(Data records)
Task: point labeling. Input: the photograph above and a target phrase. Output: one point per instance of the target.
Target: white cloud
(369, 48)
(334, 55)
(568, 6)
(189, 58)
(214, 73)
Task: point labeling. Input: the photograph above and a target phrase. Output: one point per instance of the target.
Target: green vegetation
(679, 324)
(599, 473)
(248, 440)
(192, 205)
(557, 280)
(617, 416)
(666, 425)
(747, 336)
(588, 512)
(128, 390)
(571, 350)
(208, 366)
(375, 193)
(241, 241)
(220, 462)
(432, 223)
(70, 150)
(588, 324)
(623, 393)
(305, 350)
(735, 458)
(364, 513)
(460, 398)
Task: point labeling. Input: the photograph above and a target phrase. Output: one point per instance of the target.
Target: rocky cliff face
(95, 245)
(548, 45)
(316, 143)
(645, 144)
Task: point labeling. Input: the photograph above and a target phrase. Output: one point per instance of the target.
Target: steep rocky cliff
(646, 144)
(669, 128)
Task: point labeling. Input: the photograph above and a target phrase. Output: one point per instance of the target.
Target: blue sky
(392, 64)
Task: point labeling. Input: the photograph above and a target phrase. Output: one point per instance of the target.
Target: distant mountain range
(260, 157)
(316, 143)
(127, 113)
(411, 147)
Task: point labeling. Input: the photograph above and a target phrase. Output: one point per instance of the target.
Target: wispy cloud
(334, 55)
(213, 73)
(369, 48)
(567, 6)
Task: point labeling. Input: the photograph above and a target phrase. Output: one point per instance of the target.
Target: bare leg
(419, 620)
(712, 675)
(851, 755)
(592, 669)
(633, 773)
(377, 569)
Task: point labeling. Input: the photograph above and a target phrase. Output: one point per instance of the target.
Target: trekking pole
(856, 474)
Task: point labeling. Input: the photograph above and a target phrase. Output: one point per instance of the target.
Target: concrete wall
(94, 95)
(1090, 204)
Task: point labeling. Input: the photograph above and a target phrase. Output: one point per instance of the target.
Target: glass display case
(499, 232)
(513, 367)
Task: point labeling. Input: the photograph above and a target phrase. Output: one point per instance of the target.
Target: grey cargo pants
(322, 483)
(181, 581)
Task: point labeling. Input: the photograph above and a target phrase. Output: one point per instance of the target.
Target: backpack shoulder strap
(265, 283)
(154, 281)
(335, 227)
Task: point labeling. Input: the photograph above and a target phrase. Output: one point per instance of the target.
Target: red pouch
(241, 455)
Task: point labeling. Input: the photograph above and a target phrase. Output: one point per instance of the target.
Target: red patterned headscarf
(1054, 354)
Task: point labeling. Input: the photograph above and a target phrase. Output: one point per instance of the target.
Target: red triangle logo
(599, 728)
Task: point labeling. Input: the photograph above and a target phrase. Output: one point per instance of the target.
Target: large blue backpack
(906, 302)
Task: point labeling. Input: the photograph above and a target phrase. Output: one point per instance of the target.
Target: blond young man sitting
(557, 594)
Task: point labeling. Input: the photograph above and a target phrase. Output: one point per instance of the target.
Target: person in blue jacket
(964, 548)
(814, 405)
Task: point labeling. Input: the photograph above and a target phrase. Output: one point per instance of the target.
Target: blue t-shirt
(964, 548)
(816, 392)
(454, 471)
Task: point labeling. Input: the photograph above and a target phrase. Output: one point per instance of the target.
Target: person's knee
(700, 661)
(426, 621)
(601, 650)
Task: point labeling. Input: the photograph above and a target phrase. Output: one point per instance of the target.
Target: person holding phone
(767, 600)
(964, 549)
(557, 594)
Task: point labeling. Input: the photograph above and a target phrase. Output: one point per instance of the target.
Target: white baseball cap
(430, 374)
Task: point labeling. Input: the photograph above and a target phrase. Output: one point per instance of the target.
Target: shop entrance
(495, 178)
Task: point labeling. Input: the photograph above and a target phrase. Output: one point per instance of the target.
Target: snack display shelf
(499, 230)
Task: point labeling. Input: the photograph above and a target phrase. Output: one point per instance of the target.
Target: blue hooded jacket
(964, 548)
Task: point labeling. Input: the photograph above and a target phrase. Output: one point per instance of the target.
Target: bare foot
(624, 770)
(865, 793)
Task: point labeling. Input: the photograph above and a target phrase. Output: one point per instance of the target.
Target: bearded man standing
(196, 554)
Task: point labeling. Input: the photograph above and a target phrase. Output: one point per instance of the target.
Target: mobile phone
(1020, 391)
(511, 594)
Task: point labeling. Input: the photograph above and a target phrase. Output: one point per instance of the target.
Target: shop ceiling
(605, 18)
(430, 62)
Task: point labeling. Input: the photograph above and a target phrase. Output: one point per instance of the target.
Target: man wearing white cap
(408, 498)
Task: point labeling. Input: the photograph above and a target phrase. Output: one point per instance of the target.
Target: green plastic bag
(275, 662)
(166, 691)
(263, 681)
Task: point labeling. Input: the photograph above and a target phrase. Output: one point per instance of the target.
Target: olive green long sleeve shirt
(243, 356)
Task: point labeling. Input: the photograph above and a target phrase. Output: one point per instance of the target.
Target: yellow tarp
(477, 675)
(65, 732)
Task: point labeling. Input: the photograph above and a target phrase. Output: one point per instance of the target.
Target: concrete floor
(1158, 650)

**Stated goal:** Transcribe the data. Leave every line exactly as it is.

**Reply:**
Task: point labeling. Input: the photograph above and a target phrase. Output: one point per instance of the target.
Target: white cloud
(369, 48)
(334, 55)
(568, 6)
(189, 58)
(214, 73)
Task: point labeling. Input: the photograph above and a target phrase. Output: one point per instance of the target.
Target: green vegetation
(679, 324)
(599, 473)
(248, 440)
(192, 205)
(557, 280)
(617, 416)
(666, 425)
(747, 336)
(588, 512)
(128, 390)
(571, 350)
(208, 366)
(375, 193)
(241, 241)
(220, 462)
(432, 223)
(70, 150)
(588, 324)
(623, 393)
(305, 350)
(735, 458)
(364, 513)
(460, 398)
Task: point labeling. Input: the photograph above and a target phrase. Output: one point per instance of the target.
Target: rocky cliff face
(95, 245)
(548, 45)
(316, 143)
(645, 144)
Task: point labeling. Input: the photograph above and a target phrase. Output: one point per instance of the target.
Target: steep rocky cliff
(646, 144)
(669, 128)
Task: point labeling. Input: the photograph above and a target phrase. Output: one point per instance of the target.
Target: blue sky
(392, 64)
Task: point labeling. Input: the photograph above and a target phrase. Output: one point per instance of the target.
Target: distant mountain range
(260, 157)
(316, 143)
(127, 113)
(411, 147)
Task: point labeling. Input: the photograph above and a target phrase. Output: one point per instance of the target.
Target: wispy cloud
(334, 55)
(213, 73)
(369, 48)
(567, 6)
Task: point labeling. Input: the photograph above and a target phrase. Output: one point per instance of the target.
Target: bare leg
(419, 620)
(712, 675)
(851, 755)
(592, 669)
(633, 773)
(377, 569)
Task: point labeling. Input: the photograph above and a target phrase. Output: one point per instance of the target.
Target: trekking pole
(856, 474)
Task: point labeling. Input: the photograph above and a target phrase. Output: one point per instance of the target.
Target: concrete wall
(94, 95)
(1090, 204)
Task: point labeling. Input: the photograph above and a target phrase. Output: one point per instance of the target.
Target: glass display case
(499, 232)
(513, 367)
Task: point labeling. Input: the photograph above and a target phrase. Output: one point per instance of the target.
Target: grey cargo pants
(322, 483)
(181, 581)
Task: point labeling. Input: the photograph above and a target phrase. Output: one point per instance of the target.
Target: backpack shoulder strap
(265, 283)
(154, 281)
(335, 227)
Task: point labeling. Input: the photograph above and a target phrase. Output: one point per instance of the target.
Target: red pouch
(241, 455)
Task: point labeling. Input: the photograph above and a target phrase. Output: one point per instance of the target.
Target: red patterned headscarf
(1054, 354)
Task: point labeling. Input: the photograph above and a target phrase. Output: one point per instance of the target.
Target: red triangle logo
(599, 728)
Task: point labeling. Input: the photograph above and a target phrase. Output: one point per instance of the target.
Target: large blue backpack
(906, 302)
Task: point labeling. Input: the photograph above and a target phrase. Output: one point per instance of the target.
Target: blond young man sitting
(557, 594)
Task: point labeling. Input: the photograph above and a target phrase. Output: one point per instance of the target.
Target: person in blue jacket
(964, 548)
(814, 405)
Task: point labeling. Input: the photograph above and a target phrase. Output: one point per instance of the target.
Target: blue t-shirt
(964, 548)
(816, 392)
(454, 471)
Task: point labeling. Input: the photograph above and a target phrase. Output: one point per instance of the target.
Target: person's knee
(700, 661)
(426, 621)
(601, 650)
Task: point labeling. Input: the photograph above and a target phrase. Output: one point per instance of the target.
Target: person holding phone
(767, 600)
(964, 549)
(557, 594)
Task: point labeling. Input: the photograph above and a target phrase. Output: one point per instance of the target.
Target: white baseball cap
(430, 374)
Task: point labeling. Input: the photograph above and a target phrase. Output: one point per instance of the target.
Target: shop entrance
(495, 178)
Task: point labeling. Input: the photograph above and a target phrase. Output: one point per instance of the target.
Target: snack display shelf
(499, 230)
Task: point labeling. Input: the photograph above and a target phrase. Output: one point per instance of the target.
Target: blue hooded jacket
(964, 548)
Task: point labeling. Input: the photograph above and a target phrase. Output: one point per instance of the target.
Target: bare foot
(624, 770)
(865, 793)
Task: point labeling. Input: the photograph above and a target phrase. Output: one point per instance of the target.
Target: bearded man standing
(196, 554)
Task: point labeling. Input: the photograph above and a target phrase. Output: one point per instance of the target.
Target: mobile phone
(1020, 391)
(511, 594)
Task: point labeling. Input: the photograph above and a target phrase. Output: one point per instance of the target.
Target: shop ceiling
(605, 18)
(430, 62)
Task: point labeling. Input: the photograph above and a target phrase. Output: one point per instance of the target.
Target: man wearing white cap
(408, 498)
Task: point labeling. Input: the photograph above and a target phrase. Output: one point per instance of the target.
Target: green plastic bag
(275, 662)
(166, 691)
(263, 681)
Task: point labeling. Input: the photograph above and a target phrase. Output: one point per instance of the target.
Target: olive green long sleeve shirt
(243, 356)
Task: point labeling. Input: the photograph above and a target phrase. Output: one point per instance of the target.
Target: yellow tarp
(477, 675)
(65, 732)
Task: point labeling. Input: the photograph above and a target phrase. Output: one point per instance of the target.
Target: concrete floor
(1158, 650)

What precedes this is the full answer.